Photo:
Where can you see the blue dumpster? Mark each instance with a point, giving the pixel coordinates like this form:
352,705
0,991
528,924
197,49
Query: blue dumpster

++++++++++++++++++++

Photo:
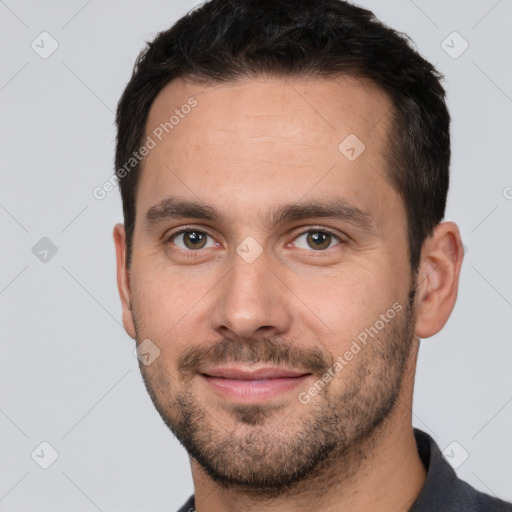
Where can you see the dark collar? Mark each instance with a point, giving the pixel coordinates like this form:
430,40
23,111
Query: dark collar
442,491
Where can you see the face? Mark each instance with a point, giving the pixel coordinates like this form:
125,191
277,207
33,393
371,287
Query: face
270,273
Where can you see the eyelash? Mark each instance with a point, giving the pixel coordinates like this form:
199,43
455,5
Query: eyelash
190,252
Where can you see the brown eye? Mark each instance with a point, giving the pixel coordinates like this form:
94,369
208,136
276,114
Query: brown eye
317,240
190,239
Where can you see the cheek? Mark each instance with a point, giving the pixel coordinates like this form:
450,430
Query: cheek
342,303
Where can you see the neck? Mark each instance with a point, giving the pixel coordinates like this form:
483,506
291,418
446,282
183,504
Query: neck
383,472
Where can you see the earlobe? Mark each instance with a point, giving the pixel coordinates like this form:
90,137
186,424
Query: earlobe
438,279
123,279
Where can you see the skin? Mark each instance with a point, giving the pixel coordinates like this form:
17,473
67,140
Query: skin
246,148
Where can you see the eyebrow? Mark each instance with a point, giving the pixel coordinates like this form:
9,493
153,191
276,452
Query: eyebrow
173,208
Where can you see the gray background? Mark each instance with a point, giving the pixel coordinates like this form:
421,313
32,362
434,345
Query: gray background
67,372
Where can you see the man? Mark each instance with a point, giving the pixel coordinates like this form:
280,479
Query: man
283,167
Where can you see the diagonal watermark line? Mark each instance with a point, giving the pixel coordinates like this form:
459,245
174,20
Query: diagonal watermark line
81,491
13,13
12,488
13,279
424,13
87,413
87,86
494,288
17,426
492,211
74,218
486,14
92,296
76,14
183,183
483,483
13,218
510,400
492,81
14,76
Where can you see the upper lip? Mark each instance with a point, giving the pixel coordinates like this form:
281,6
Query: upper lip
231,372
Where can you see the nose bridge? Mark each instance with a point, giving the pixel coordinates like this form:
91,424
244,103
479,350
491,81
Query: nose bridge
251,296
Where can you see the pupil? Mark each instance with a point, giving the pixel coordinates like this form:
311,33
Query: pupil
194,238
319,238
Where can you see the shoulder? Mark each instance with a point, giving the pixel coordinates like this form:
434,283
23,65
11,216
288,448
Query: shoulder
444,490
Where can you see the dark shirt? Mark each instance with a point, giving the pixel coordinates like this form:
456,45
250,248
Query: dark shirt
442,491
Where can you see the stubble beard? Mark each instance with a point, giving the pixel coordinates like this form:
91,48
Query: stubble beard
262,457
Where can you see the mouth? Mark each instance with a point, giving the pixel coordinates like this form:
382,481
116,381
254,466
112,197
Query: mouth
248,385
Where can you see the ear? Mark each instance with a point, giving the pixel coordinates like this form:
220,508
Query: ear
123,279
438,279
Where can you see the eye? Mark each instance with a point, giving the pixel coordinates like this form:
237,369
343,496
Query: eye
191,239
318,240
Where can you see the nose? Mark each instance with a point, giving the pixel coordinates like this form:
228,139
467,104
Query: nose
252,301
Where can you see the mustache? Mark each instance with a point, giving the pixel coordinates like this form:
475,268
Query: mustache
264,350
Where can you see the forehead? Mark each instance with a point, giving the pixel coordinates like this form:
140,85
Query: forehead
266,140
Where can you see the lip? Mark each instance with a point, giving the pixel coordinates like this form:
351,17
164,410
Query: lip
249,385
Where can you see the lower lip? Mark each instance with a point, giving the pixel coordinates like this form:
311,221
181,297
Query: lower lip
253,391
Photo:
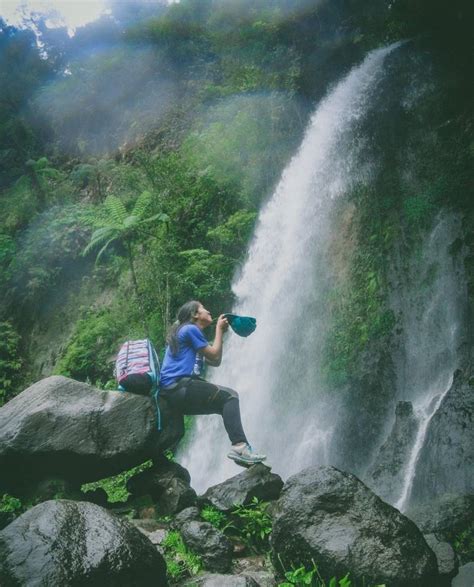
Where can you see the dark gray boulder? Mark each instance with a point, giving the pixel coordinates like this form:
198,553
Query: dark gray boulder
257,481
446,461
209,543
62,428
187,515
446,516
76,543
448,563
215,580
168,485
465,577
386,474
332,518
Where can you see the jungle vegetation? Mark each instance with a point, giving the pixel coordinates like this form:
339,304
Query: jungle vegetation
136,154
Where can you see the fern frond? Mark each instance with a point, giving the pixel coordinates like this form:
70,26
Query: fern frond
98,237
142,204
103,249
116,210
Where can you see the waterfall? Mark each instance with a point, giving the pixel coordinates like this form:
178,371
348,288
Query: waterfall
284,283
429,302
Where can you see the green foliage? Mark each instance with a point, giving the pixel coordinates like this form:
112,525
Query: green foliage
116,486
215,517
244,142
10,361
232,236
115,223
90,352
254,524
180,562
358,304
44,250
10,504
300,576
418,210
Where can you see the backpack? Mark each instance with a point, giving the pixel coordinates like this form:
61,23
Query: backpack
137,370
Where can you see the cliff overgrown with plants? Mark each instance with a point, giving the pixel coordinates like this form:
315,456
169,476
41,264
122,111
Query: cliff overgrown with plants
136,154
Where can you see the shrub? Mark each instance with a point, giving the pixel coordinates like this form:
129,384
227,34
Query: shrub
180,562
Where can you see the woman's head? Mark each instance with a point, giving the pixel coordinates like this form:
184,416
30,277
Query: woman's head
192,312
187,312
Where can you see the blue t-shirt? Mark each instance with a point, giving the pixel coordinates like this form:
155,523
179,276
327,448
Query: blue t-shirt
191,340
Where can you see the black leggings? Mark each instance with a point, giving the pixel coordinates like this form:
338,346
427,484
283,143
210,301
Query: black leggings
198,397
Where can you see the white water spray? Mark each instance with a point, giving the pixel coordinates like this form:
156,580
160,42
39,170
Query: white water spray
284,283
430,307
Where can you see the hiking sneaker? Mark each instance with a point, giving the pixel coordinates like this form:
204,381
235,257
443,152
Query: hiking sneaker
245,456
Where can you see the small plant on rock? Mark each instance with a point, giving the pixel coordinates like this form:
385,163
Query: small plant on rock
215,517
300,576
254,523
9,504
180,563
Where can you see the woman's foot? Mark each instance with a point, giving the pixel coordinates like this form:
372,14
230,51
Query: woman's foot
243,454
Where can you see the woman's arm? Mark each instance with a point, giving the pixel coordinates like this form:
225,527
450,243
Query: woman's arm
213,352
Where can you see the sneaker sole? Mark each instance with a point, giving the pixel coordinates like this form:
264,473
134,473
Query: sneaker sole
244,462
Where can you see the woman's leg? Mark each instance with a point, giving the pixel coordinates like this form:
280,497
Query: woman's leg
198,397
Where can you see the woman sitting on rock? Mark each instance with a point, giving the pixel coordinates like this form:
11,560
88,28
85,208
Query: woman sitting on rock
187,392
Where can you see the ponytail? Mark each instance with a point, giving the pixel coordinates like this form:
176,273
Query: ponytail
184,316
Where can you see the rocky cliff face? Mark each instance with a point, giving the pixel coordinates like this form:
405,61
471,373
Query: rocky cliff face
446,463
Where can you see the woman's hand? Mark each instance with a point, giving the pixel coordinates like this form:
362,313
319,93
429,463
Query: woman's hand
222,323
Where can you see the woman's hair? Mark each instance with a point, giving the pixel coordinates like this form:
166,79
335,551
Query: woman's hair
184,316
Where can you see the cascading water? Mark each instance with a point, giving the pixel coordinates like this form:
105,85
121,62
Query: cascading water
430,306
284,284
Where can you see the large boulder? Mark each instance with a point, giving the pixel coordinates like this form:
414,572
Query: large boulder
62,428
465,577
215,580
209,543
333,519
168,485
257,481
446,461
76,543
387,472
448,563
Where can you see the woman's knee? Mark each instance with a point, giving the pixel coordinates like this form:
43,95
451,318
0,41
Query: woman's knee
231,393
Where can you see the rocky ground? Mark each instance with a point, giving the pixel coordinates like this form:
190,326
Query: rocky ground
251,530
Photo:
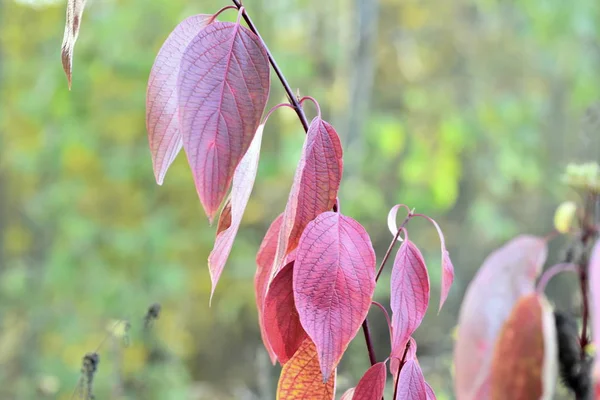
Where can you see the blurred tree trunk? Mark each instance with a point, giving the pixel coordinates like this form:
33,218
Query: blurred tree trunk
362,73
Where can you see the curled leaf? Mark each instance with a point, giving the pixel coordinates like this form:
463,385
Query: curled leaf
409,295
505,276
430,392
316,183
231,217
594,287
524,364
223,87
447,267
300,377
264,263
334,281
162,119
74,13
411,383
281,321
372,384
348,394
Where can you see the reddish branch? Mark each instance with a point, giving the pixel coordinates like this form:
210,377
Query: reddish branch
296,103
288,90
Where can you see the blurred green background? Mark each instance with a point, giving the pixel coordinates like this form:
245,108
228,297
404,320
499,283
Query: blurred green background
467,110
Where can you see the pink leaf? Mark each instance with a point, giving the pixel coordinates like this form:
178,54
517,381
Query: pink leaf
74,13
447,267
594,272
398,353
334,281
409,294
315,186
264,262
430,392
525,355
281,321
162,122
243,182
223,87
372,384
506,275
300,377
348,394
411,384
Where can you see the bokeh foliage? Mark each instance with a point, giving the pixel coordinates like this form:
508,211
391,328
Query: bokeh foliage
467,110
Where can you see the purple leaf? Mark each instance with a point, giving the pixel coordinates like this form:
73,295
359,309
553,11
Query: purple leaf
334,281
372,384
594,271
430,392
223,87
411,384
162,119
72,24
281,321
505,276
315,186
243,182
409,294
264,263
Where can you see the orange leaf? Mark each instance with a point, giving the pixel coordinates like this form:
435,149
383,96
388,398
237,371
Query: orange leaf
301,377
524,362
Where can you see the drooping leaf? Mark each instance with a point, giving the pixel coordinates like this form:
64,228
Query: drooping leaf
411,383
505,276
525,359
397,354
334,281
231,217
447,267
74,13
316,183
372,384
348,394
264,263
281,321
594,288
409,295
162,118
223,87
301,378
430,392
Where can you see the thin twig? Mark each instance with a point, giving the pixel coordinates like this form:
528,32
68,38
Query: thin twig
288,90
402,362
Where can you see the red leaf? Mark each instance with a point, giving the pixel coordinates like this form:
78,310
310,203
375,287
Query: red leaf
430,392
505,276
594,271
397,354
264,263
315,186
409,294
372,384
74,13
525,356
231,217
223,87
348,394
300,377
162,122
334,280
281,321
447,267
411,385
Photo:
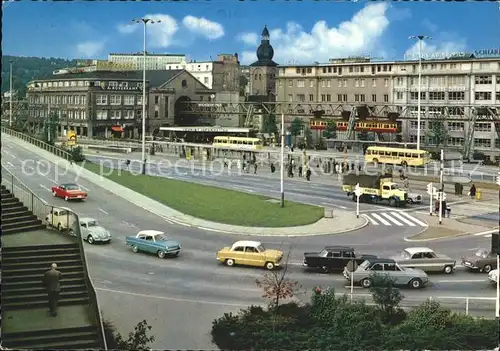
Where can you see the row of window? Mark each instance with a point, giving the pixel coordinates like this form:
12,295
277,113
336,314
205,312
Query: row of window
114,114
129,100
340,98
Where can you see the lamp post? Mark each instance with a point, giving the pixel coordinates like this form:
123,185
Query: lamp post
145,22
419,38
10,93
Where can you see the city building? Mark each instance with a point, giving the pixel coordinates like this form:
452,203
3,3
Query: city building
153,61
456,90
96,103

++++++++++++++++++++

[Exercise directions]: Find the word "dumpster" in the entries and show each line where it is found.

[Exercise solution]:
Where can you see the blue dumpster? Mark each instance with a point, giving the pixel coordinates like this form:
Query: blue dumpster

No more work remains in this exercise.